Esercizio assegnato A: Trascrivi il passo della sentenza del Consiglio di Stato che comincia con "Consiglio di Stato, sezione" e prosegue fino a "vittoriosa in giudizio.", compreso.

Articolo:

Consiglio di Stato, sezione seconda, Sentenza 8 luglio 2019, n. 4736.
La massima estrapolata:
Nel processo amministrativo il giudice ha ampi poteri discrezionali in ordine al riconoscimento, sul piano equitativo, dei giusti motivi per far luogo alla compensazione delle spese giudiziali ovvero per escluderla, con il solo limite che non può condannare alle spese la parte risultata vittoriosa in giudizio.
Sentenza 8 luglio 2019, n. 4736
Data udienza 25 giugno 2019
REPUBBLICA ITALIANA
IN NOME DEL POPOLO ITALIANO
Il Consiglio di Stato
in sede giurisdizionale
Sezione Seconda
ha pronunciato la presente
SENTENZA
sul ricorso numero di registro generale 5417 del 2008, proposto da
Di Pi. Ma., rappresentato e difeso dall’avvocato Co. De Si., con domicilio eletto presso lo studio Fi. Lu. in Roma, via (…);
contro
Ministero dell’Economia e delle Finanze e Ispettorato Compartimentale dei Monopoli di Stato di Roma, non costituiti in giudizio;
per la riforma
della sentenza del Tribunale Amministrativo Regionale per il Lazio sezione staccata di Latina n. 00275/2007, resa tra le parti, concernente l’appalto per la rivendita di generi di monopolio.

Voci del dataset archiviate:
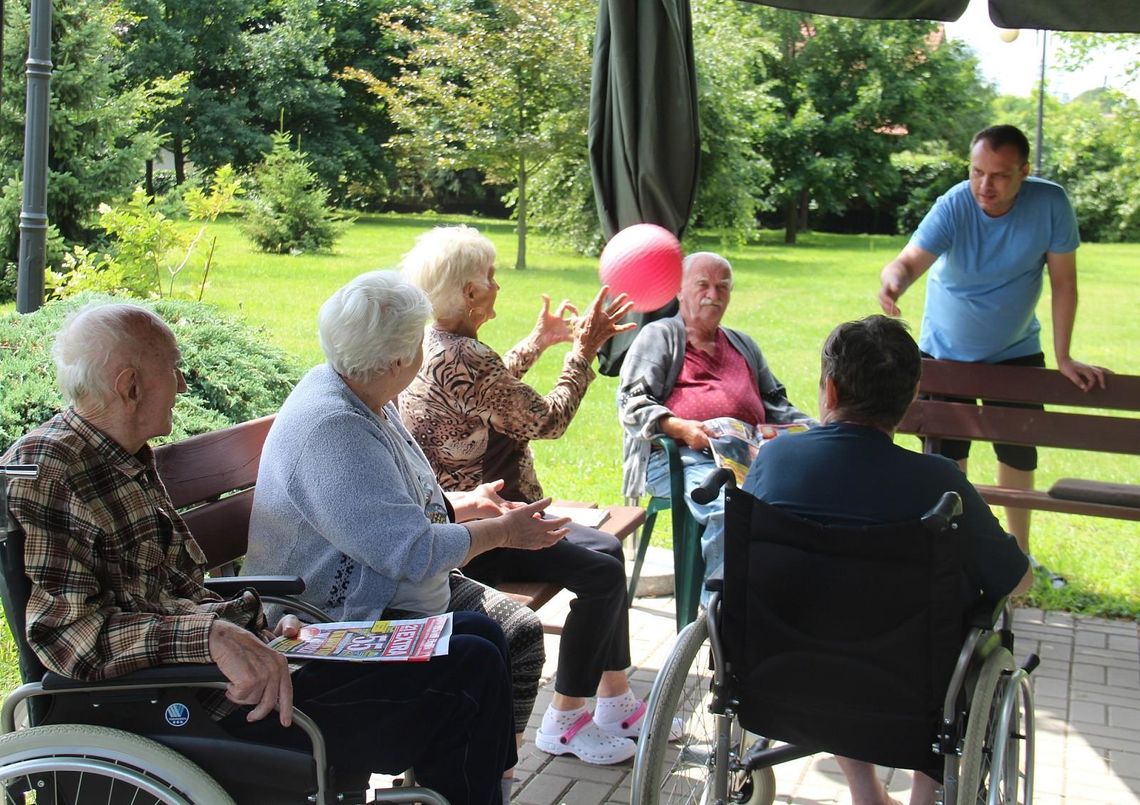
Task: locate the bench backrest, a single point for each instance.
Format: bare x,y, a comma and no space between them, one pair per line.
211,478
1074,430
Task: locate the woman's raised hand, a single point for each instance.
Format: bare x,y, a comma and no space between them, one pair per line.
529,529
554,328
600,323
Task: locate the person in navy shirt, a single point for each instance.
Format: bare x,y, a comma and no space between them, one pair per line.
849,472
986,242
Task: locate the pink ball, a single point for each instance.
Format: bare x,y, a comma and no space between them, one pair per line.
644,262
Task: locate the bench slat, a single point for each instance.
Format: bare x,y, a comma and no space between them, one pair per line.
204,466
221,528
1023,427
1024,498
1026,384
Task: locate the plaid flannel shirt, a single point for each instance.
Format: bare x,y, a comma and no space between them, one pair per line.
116,577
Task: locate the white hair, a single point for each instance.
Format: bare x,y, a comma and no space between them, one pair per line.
444,260
98,341
371,323
691,261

Esercizio assegnato B: Modifica le righe dei record che vanno da quella con "Task: locate the bench slat, a" fino alla fine dei record, estremi inclusi, sostituendo "bench slat" con "seat slat" e lasciando invariato tutto il resto. Riporta soltanto queste righe.

Risposta corretta A:
Consiglio di Stato, sezione seconda, Sentenza 8 luglio 2019, n. 4736.
La massima estrapolata:
Nel processo amministrativo il giudice ha ampi poteri discrezionali in ordine al riconoscimento, sul piano equitativo, dei giusti motivi per far luogo alla compensazione delle spese giudiziali ovvero per escluderla, con il solo limite che non può condannare alle spese la parte risultata vittoriosa in giudizio.

Risposta corretta B:
Task: locate the seat slat, a single point for each instance.
Format: bare x,y, a comma and no space between them, one pair per line.
204,466
221,528
1023,427
1024,498
1026,384
Task: locate the plaid flannel shirt, a single point for each instance.
Format: bare x,y, a comma and no space between them, one pair per line.
116,577
Task: locate the white hair, a single point for each instance.
Format: bare x,y, a comma and no space between them, one pair per line.
444,260
98,341
371,323
691,261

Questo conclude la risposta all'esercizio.